## Task directions
Please change every "one pin" in the listing below to "one marker", leaving all other text as it is and omitting the pictures from your answer.

Extracted records:
+ + + +
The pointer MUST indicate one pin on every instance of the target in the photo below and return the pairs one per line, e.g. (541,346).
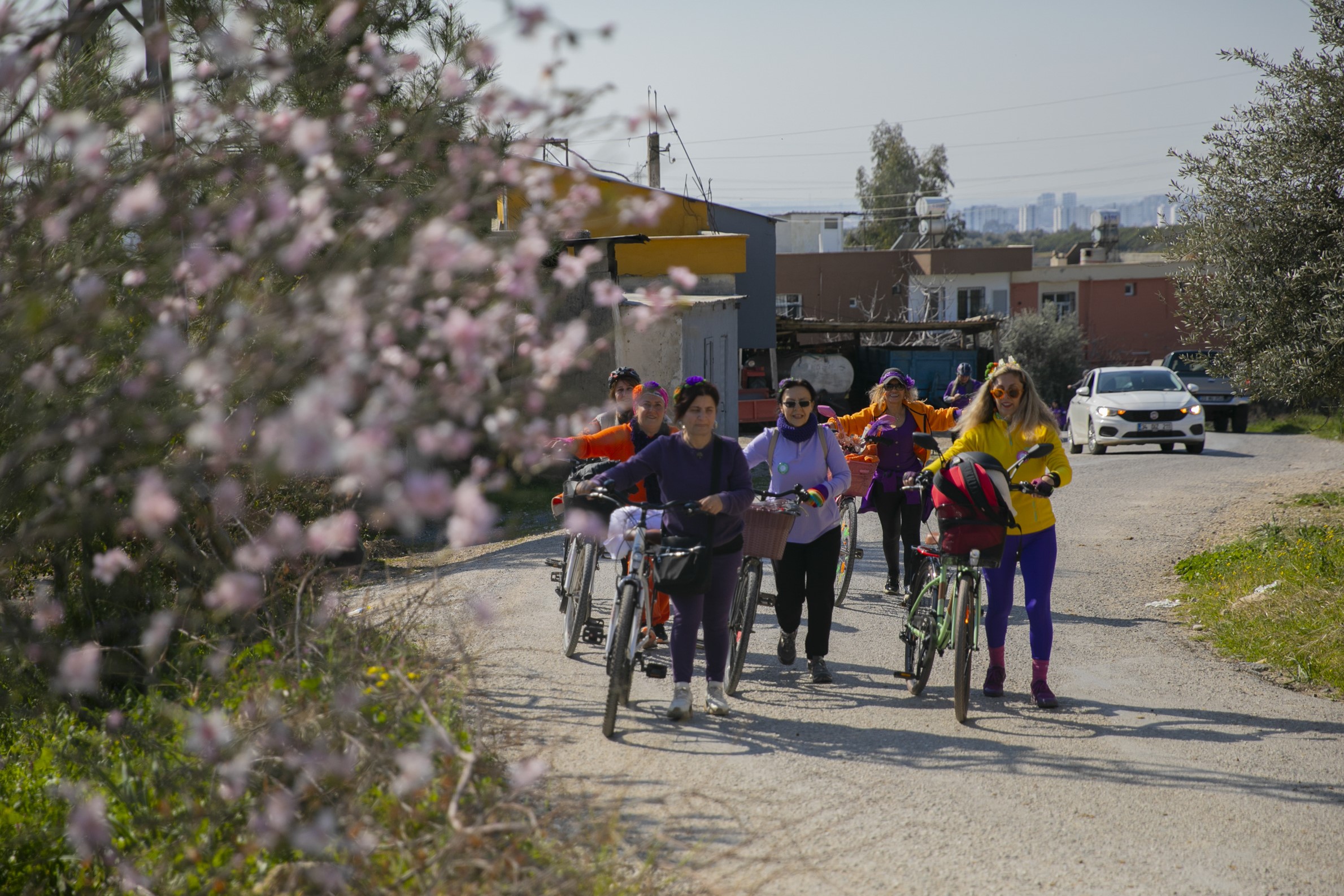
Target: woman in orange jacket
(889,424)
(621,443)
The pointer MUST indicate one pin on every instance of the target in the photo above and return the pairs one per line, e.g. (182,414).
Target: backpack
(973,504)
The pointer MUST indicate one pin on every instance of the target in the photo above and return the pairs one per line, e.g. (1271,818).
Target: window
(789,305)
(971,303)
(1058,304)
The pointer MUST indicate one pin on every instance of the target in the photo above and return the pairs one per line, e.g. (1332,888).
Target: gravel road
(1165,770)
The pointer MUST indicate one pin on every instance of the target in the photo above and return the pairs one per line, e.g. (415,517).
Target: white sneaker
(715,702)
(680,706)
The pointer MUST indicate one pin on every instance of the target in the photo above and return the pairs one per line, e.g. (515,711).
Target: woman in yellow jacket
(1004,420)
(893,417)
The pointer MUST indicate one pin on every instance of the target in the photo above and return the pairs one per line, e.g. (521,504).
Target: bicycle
+ + + +
## Task answer
The pointer MUST indicate one marker on every instance of the target in the photo below and return the pairs one per line, e.g. (541,346).
Target: woman in orange jacket
(889,424)
(621,443)
The pointer MUST indicate one marker on every instance of the target in the photo above and return the pairs one per line, e.g. (182,414).
Target: backpack
(973,504)
The pointer MUST indicate one marker on every instance of the target in the photo above and return the pairs one per line, e.g. (1271,818).
Target: window
(789,305)
(971,303)
(1058,304)
The pointer MUST indicate one marker on every instance of the target in the photo above and return the pairs one per line, e.g. (1332,888).
Target: gravel road
(1165,770)
The pointer MUST indicate one marker on every instance of the target in the photo above and return the pairs one per line, e.g. (415,517).
Target: white sneaker
(715,702)
(680,706)
The pointer MUST indicate one marker on every instance of the target in the photo above and return the pairs one per line, e.g. (515,711).
Target: woman in yellow jacket
(1004,420)
(893,417)
The pointer MUST indicate one marker on every instance of the target in the photo above and return the pairs one per line, e.g. (521,504).
Target: bicycle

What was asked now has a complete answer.